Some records
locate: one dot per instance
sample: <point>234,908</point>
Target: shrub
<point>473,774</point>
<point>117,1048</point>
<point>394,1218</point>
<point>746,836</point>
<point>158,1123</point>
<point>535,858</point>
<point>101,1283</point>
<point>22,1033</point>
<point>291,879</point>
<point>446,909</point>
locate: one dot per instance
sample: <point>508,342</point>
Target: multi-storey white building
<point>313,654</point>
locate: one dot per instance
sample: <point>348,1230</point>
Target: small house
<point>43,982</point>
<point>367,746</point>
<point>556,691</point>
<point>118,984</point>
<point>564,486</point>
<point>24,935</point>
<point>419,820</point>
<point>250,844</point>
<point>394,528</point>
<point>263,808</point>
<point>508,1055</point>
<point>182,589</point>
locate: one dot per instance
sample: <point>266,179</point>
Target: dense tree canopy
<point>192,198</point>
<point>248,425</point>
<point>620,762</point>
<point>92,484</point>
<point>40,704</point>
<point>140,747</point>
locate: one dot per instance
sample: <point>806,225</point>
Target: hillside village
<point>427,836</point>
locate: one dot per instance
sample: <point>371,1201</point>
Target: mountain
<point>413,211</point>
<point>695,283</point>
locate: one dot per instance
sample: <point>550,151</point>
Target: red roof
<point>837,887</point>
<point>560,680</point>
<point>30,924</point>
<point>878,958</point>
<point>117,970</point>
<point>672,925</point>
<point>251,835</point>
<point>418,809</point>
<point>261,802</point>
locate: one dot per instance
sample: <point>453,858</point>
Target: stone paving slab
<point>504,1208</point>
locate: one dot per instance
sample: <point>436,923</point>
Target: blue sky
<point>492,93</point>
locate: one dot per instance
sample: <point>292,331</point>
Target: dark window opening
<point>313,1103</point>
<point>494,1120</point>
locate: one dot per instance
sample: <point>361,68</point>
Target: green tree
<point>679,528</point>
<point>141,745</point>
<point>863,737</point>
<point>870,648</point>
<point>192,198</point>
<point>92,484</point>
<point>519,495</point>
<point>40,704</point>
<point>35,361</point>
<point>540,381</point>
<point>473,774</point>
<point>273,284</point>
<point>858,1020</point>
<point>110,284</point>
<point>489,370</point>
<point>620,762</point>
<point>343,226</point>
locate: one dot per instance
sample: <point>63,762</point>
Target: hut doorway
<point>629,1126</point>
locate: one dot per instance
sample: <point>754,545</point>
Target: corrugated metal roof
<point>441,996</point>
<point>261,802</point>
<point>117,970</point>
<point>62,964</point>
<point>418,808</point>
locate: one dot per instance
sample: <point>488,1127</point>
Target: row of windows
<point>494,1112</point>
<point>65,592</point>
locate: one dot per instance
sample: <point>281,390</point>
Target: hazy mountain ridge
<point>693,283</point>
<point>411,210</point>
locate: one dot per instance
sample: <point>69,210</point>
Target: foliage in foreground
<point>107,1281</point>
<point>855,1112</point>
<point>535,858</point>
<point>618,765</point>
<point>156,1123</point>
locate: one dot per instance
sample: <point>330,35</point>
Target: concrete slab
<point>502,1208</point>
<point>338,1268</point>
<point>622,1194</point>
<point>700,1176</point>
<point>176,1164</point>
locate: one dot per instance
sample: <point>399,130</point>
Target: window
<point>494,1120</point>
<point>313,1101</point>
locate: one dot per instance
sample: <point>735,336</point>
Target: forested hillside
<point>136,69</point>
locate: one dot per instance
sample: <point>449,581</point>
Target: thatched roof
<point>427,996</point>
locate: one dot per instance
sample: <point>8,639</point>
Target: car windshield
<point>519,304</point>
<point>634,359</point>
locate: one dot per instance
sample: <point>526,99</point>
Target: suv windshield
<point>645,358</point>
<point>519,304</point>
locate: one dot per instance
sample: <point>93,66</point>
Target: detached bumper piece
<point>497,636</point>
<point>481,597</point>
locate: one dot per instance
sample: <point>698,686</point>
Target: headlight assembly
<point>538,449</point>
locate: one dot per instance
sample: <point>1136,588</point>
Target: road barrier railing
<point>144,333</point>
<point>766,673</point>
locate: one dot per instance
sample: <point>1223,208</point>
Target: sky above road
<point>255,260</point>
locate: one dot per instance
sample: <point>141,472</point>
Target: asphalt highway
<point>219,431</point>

§ Exercise goal
Each record above should be restated word for word.

§ Response to the task
locate: one dot per instance
sample: <point>234,908</point>
Target: shrub
<point>473,774</point>
<point>117,1048</point>
<point>394,1218</point>
<point>746,836</point>
<point>158,1123</point>
<point>535,858</point>
<point>101,1283</point>
<point>22,1033</point>
<point>291,879</point>
<point>446,909</point>
locate: one dot per instance
sample: <point>508,342</point>
Target: multi-storey white building
<point>313,654</point>
locate: one dot per instance
sample: <point>348,1230</point>
Target: small house
<point>43,982</point>
<point>367,746</point>
<point>556,691</point>
<point>118,984</point>
<point>564,486</point>
<point>24,935</point>
<point>419,820</point>
<point>250,844</point>
<point>394,528</point>
<point>263,808</point>
<point>508,1055</point>
<point>182,589</point>
locate: one dot per instance
sample: <point>266,179</point>
Target: dense tree canopy
<point>192,198</point>
<point>248,425</point>
<point>620,762</point>
<point>92,484</point>
<point>40,704</point>
<point>140,747</point>
locate: one dot per instance
sample: <point>806,225</point>
Target: hillside village
<point>427,836</point>
locate: one dot per instance
sample: <point>371,1201</point>
Target: mountain
<point>413,211</point>
<point>695,283</point>
locate: one dot per instance
sample: <point>550,151</point>
Target: red roof
<point>837,887</point>
<point>560,680</point>
<point>30,924</point>
<point>878,958</point>
<point>117,970</point>
<point>672,925</point>
<point>251,835</point>
<point>418,809</point>
<point>261,802</point>
locate: one dot per instance
sample: <point>453,858</point>
Target: stone paving slab
<point>504,1208</point>
locate: one dot per instance
sample: <point>436,923</point>
Target: blue sky
<point>492,93</point>
locate: one dot per instance
sample: <point>292,331</point>
Target: dark window opening
<point>313,1103</point>
<point>494,1120</point>
locate: one dot per instance
sample: <point>361,68</point>
Target: green tree
<point>679,528</point>
<point>141,745</point>
<point>863,737</point>
<point>870,648</point>
<point>192,198</point>
<point>92,484</point>
<point>519,495</point>
<point>40,704</point>
<point>35,361</point>
<point>540,381</point>
<point>473,774</point>
<point>273,284</point>
<point>858,1020</point>
<point>110,284</point>
<point>489,370</point>
<point>620,762</point>
<point>343,226</point>
locate: one dot per instance
sample: <point>63,762</point>
Target: hut doorway
<point>629,1126</point>
locate: one dot per instance
sample: <point>754,545</point>
Target: corrugated metal roof
<point>441,996</point>
<point>261,802</point>
<point>117,970</point>
<point>62,964</point>
<point>418,808</point>
locate: one dot per instance
sample: <point>488,1127</point>
Target: row of windows
<point>494,1112</point>
<point>65,592</point>
locate: one dot per instance
sample: <point>281,390</point>
Target: hazy mountain ridge
<point>693,283</point>
<point>411,210</point>
locate: one dot per instance
sample: <point>69,210</point>
Target: foliage in foreground
<point>107,1281</point>
<point>855,1112</point>
<point>535,858</point>
<point>618,765</point>
<point>156,1123</point>
locate: one dot per instance
sample: <point>330,35</point>
Target: concrete slab
<point>502,1208</point>
<point>338,1268</point>
<point>622,1194</point>
<point>700,1176</point>
<point>176,1164</point>
locate: one dot per instance
sample: <point>399,130</point>
Target: window
<point>494,1120</point>
<point>313,1101</point>
locate: one dot per instance
sample: <point>735,336</point>
Target: forested hillside
<point>136,69</point>
locate: one dot per instance
sample: <point>449,581</point>
Target: thatched roof
<point>427,996</point>
locate: one dot per instance
sample: <point>8,639</point>
Target: car windshield
<point>519,304</point>
<point>634,359</point>
locate: one dot per instance
sample: <point>526,99</point>
Target: suv windshield
<point>645,358</point>
<point>519,304</point>
locate: one dot per instance
sample: <point>93,66</point>
Target: detached bumper piece
<point>497,636</point>
<point>481,597</point>
locate: one dot per instance
sample: <point>698,686</point>
Target: headlight assembly
<point>538,449</point>
locate: one dot per instance
sample: <point>1136,588</point>
Target: road barrier railing
<point>144,333</point>
<point>766,673</point>
locate: one dot per instance
sample: <point>1223,208</point>
Target: sky above road
<point>255,260</point>
locate: one dot per instance
sample: <point>141,472</point>
Target: asphalt highway
<point>219,431</point>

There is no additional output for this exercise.